## Direction
Skip any picture you find and retype all the remaining lines exactly.

[Image object location entries]
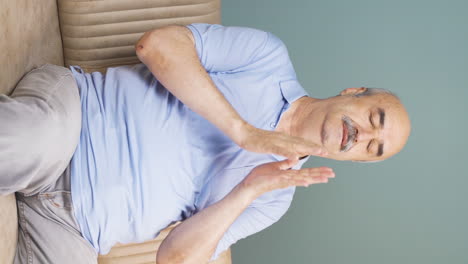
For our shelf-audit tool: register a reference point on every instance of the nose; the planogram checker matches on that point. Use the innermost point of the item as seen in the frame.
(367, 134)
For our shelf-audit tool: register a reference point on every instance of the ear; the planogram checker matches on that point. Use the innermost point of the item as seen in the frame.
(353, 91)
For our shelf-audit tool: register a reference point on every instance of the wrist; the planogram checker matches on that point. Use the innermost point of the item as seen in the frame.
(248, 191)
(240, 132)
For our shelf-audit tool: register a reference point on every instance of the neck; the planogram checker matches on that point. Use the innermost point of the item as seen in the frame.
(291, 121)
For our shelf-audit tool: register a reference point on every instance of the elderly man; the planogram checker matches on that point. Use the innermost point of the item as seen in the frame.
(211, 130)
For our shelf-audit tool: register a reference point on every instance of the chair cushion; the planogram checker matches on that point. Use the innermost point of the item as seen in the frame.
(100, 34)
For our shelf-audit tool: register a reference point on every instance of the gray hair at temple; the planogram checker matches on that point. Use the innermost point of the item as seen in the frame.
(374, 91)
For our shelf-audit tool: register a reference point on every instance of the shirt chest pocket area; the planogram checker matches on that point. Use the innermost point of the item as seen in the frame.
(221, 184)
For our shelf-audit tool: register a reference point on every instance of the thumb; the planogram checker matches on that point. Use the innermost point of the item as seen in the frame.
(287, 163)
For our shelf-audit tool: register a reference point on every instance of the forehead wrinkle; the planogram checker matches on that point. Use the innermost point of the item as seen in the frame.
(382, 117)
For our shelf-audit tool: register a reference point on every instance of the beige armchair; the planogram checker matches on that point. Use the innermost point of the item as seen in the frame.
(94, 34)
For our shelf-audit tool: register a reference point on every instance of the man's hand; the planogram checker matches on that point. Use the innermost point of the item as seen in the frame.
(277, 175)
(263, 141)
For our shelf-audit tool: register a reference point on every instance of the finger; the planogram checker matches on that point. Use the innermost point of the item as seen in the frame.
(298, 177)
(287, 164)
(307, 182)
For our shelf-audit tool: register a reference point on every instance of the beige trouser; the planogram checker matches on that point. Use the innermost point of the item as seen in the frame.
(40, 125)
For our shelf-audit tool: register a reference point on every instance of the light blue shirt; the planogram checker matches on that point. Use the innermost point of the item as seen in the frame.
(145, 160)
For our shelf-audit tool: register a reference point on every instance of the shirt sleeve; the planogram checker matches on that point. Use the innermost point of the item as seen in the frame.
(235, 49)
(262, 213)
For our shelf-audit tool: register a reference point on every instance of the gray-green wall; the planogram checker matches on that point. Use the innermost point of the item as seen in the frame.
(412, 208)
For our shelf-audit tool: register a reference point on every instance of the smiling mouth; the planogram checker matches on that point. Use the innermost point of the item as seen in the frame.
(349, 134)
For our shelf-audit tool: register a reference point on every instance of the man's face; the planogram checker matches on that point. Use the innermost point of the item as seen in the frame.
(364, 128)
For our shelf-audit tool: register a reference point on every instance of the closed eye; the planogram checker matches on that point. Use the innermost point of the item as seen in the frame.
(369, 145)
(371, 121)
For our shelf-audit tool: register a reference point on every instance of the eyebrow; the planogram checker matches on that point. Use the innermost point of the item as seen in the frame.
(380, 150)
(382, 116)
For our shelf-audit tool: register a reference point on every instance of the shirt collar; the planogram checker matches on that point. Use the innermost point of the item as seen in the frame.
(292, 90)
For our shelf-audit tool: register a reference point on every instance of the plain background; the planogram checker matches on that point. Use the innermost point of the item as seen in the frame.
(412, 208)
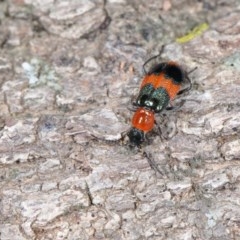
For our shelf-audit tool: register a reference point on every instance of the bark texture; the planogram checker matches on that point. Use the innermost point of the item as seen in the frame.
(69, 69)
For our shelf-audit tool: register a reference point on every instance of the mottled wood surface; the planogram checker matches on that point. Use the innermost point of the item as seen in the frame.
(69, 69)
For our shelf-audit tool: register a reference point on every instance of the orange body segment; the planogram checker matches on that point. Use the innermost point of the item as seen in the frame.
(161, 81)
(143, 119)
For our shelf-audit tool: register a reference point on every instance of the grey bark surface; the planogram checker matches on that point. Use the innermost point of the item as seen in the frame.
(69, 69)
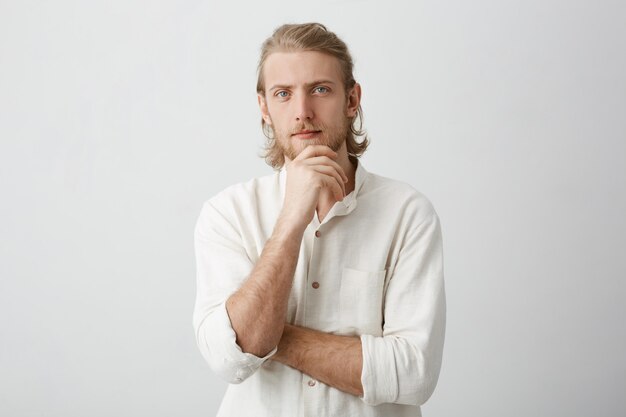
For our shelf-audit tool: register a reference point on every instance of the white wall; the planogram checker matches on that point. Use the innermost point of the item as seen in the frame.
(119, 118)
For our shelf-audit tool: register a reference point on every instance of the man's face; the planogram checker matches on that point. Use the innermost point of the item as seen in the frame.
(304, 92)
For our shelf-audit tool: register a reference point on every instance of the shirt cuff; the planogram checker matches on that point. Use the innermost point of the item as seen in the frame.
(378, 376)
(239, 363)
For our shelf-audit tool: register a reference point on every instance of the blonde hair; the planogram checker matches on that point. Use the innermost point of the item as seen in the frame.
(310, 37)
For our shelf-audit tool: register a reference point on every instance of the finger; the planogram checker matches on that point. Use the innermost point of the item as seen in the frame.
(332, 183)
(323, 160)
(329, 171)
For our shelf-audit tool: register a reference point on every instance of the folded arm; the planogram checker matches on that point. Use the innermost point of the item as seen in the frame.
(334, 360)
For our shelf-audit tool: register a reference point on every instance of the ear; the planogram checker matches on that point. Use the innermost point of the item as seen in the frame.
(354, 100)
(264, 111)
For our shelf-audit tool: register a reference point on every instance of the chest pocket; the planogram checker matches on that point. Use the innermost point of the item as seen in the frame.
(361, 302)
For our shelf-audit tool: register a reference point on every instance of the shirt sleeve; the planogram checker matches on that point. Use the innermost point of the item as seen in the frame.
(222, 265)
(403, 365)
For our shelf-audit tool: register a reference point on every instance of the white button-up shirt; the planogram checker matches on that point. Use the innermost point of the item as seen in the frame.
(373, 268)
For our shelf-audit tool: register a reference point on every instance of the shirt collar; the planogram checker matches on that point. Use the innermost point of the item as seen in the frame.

## Solution to this exercise
For our shelf-audit tool: register a reference point on every instance of the nose; the planogram checker matches on that point. Use the innermost point of the item as seen in the frame.
(367, 134)
For our shelf-audit tool: register a reference point on every instance of the ear; the planogram checker matches on that point. Use the innermost point of the item as seen in the frame.
(353, 91)
For our shelf-audit tool: register a reference point on every instance of the wrist; the planogram checker matches on that point. Use the innermost point of the item as seen in the frame.
(248, 191)
(240, 132)
For our shelf-audit tool: register a reference point on every instance of the neck; the planogram checker matches on that point. Use the innermost point of the item as seen in the frame.
(291, 121)
For our shelf-audit tool: register a reference point on every instance of the elderly man; the planogram checker matches on that point. Use the innermost point of the item as seen in the frame.
(211, 130)
For our shelf-audit tool: register a reference point on every instance of the chair cushion; the planogram checker matches on that point. Use the innermost point of the item as seen in the frame.
(100, 34)
For our shelf-audit tool: register a reference point on every instance of the gray hair at temple; the planogram checker matches on that point. Use the innermost point of the item as seen in the frame.
(374, 91)
For our shelf-audit tool: register a reference point on every instance of the shirt chest pocket area; the planogram checker matches on that point. Use the innermost point of the item as seen in the frame.
(221, 184)
For our shelf-audit tool: register a reference point on every instance of the thumb; the planogram checker matches on that point. Use the innermost point of the item as seen in the frame.
(287, 163)
For our shelf-audit tool: register a reference point on every instance of the forehead wrinkle; the planogram checker matches on that point. Use the innermost point of the item as seen in the frame.
(382, 117)
For our shelf-audit tool: register a reference point on every instance of the beige armchair; the planogram checker matches on that point. Use the innermost point of the item as seen in the frame.
(94, 34)
For our shelf-audit tool: register a reference point on every instance of the man's hand; the planogram checker matches on that point. Use the innermost point of the item as seen in the frame.
(277, 175)
(263, 141)
For our shelf-audit tool: register a reference point on every instance of the finger; the planogram checker matches on that point. Use the innermost point of the item as seen in the frame.
(298, 177)
(287, 164)
(307, 182)
For our shelf-audit tool: register a reference point on every instance of the beige trouser; the planogram checker matches on that point. Use the innermost point of the item as seen in the frame.
(40, 125)
For our shelf-audit tool: register a reference point on every instance of the light blue shirt; the planogram checker matches on that point. Use the innermost point of the item as seen in the frame.
(145, 160)
For our shelf-audit tool: register a reference point on every instance of the shirt sleeve; the planogram checker matches on that point. Use the innermost point of the item as seen in the frame.
(235, 49)
(262, 213)
For our shelf-audit tool: register a reference point on every instance of the gray-green wall; the planogram checker matches on that point. Use the innermost point of the item as seen in the frame.
(412, 208)
For our shelf-audit tool: register a reference point on every instance of the smiling mouth; the planogram checker matches on that point. Use the innermost point of the item as seen in the frame.
(349, 134)
For our shelf-audit tool: register a reference point on every instance of the man's face; the planogram checker matches on that point. Use the innermost point of the item as seen in the frame.
(364, 128)
For our shelf-audit tool: register a reference point on every instance of the closed eye; the planogram checker matches on that point. Use the innermost point of the item as seen in the frame.
(369, 145)
(371, 121)
For our shelf-audit tool: register a reference point on every instance of the eyebrow; the planogram checker matches on that point. Use the innermost point of the item as seen in the frame.
(380, 150)
(382, 116)
For our shelf-audit tool: register a reference point on every instance of the shirt collar; the planogram checker matches on that point. Use the innermost point of the item as seen in the frame.
(292, 90)
For our shelf-audit tool: register a reference point on every instance of the plain background; the planogram checker matches on that point. Use the innermost point of the item as seen in the frame.
(412, 208)
For our shelf-audit tool: register a reference point on every instance of the bark texture; the planogram checker matches on that point. Use the innermost point of the item as seen in the frame.
(69, 69)
For our shelf-audit tool: register a reference point on every instance of the mottled wood surface; the planogram checker matches on that point. Use the innermost point of the item as seen in the frame.
(69, 69)
For our shelf-audit tool: register a reference point on every instance of the orange body segment; the planogram checker matches on that point. Use the innermost point of the item as seen in the frame.
(161, 81)
(143, 119)
For our shelf-audit tool: register a reference point on every instance of the grey bark surface; the planogram checker matches on that point. Use the innermost point of the item as seen in the frame.
(69, 69)
For our shelf-audit tool: register a reference point on every instance of the white wall; the planogram checker matches on that point. Use the innermost point of the item as seen in the frame.
(119, 118)
For our shelf-audit tool: register a reference point on every instance of the man's face; the planogram checker matches on that point. Use the innermost point of the item as seen in the frame.
(304, 92)
For our shelf-audit tool: register a reference point on every instance of the shirt cuff; the planogram checker matches on that point. Use the innermost point of the item as seen in the frame.
(378, 376)
(239, 363)
For our shelf-audit tool: register a reference point on every instance of the blonde hair; the planogram checker matches on that point. Use the innermost point of the item as seen in the frame.
(310, 37)
For our shelf-audit tool: register a reference point on every instance of the finger; the planogram checker matches on that point. Use the innermost point of the item as seen in the frame.
(332, 183)
(323, 160)
(329, 171)
For our shelf-audit tool: register a reference point on every instance of the folded arm; the planogram checker matches on that point. Use the innermost point of the item as seen in the frame.
(334, 360)
For our shelf-audit tool: register a reference point on every instance of the ear; the planogram checker matches on that point. Use the innermost point of the item as seen in the frame.
(354, 100)
(264, 111)
For our shelf-audit tool: register a reference point on every instance of the chest pocket; the planogram checker matches on that point. Use the innermost point of the item as seen in the frame.
(361, 302)
For our shelf-audit tool: register a reference point on every instance of the shirt sleeve; the planogram checker matches on that point. Use the innermost point of the item as seen in the frame.
(222, 265)
(403, 365)
For our shelf-audit tool: register a reference point on every instance of the white button-up shirt; the planogram checker matches on that point. Use the innermost point of the item as seen in the frame.
(373, 268)
For our shelf-audit tool: register a reference point on every instance of the shirt collar; the planogram checker matches on that point. Use the innermost point of the item as seen in the frame.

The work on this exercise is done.